## What is being asked
Answer these questions using the text on the Dutch video games market below:
1. What share of total European sales did the Dutch market take in 2008?
2. In which year did the Dutch game industry surpass the Dutch film industry?
3. About how many stores in the Netherlands carry video games and related items?

## Source text

START

The Netherlands' mainstream video games market, not taking into consideration the serious and casual games, is the sixth largest in Europe. In 2008, the Dutch market took up 3.95% of the entire European market in total sales and 4.19% in software sales.

A significant part of the Netherlands' gaming industry is in serious games, in which Dutch companies make a significant part of the worldwide industry.

In the Netherlands, an estimated of 4,000 people are working in the games industry, at more than 600 companies. Over 45 of the companies are located in the Dutch Game Garden, a government subsidized organization with the aim of promoting and improving the video games industry in the Netherlands.

Consumer availability
In 2007, the Dutch game industry surpassed the Dutch film industry for the first time in history. The growth of the games industry in the Netherlands is about 50% higher than any other industry in the Netherlands' region.

Despite the global financial crisis of 2008–2009, the situation of video gaming in the Netherlands is not all that bad. Both publishers and retailers report that the crisis has certainly not caused a drop in sales, while at times, sales have even improved.

History
Although the first generation of video games were obtained by a select few, video games became first available during the second generation of video games, when a select few Dutch electronic stores carried the earlier systems. With the third generation, more stores started carrying video game related products, a trend that has been setting through ever since.

In the early '90s, independent video game stores first started to open in the Netherlands, with a fast expansion in the early 2000s. Since 2004, video games have gotten more important for general stores however, which has led to the closing of a number of game stores, and a merger of others.

Currently, there are about 1,200 stores, of which about 75 independent, in the Netherlands that carry video games and related items, and numerous online stores.

Distribution
Distribution of games on physical media in the Netherlands is usually done by publishers or major distributors such as Micromedia BV in Nijmegen that cover the entire Benelux, although most of the publishers' offices are located in the Netherlands, and only a few have offices in Belgium. Since not every publisher has a separate office for the Benelux, certain publishers take care of multiple labels, including those of other publishers.

END

## Information supplied
START

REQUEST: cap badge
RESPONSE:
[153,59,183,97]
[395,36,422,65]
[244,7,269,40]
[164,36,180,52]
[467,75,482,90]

END

## Output
1. 3.95%
2. 2007
3. About 1,200